### Data lines:
:::::
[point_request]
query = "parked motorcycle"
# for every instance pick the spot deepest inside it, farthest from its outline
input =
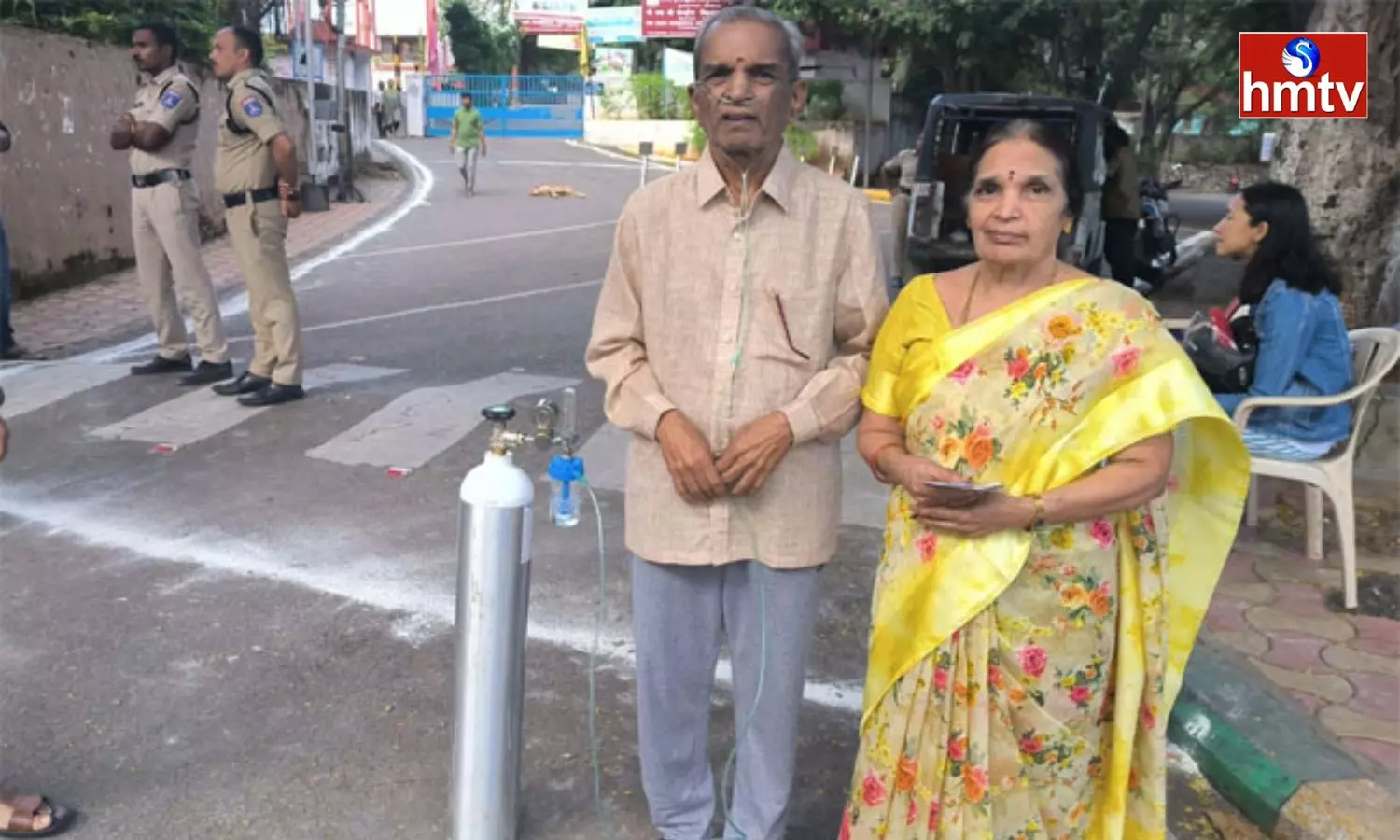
:::::
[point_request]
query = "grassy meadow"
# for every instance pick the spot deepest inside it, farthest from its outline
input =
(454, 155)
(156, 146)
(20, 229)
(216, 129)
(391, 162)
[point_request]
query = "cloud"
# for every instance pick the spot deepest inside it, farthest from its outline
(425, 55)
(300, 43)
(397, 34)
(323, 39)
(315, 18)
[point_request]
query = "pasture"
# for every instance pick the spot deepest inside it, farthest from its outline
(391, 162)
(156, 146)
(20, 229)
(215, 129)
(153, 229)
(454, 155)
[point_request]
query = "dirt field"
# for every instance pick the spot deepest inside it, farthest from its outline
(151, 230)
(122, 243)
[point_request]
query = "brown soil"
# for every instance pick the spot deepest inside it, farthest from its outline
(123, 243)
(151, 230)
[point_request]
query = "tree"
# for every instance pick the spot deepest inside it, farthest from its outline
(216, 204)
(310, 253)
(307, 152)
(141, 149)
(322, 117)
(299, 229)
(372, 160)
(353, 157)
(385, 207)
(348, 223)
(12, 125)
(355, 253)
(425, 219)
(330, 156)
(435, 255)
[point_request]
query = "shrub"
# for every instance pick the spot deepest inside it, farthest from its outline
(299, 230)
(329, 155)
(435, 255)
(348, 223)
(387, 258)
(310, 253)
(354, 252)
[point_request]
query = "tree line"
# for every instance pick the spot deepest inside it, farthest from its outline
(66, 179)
:::::
From the rows above, pick out and copy every line that contains the string "query".

### Answer to the exercise:
query = "parked motorcycle"
query = "grassy meadow"
query = "cloud"
query = "pasture"
query = "dirt field"
query = "brown soil"
query = "tree"
query = "shrub"
query = "tree line"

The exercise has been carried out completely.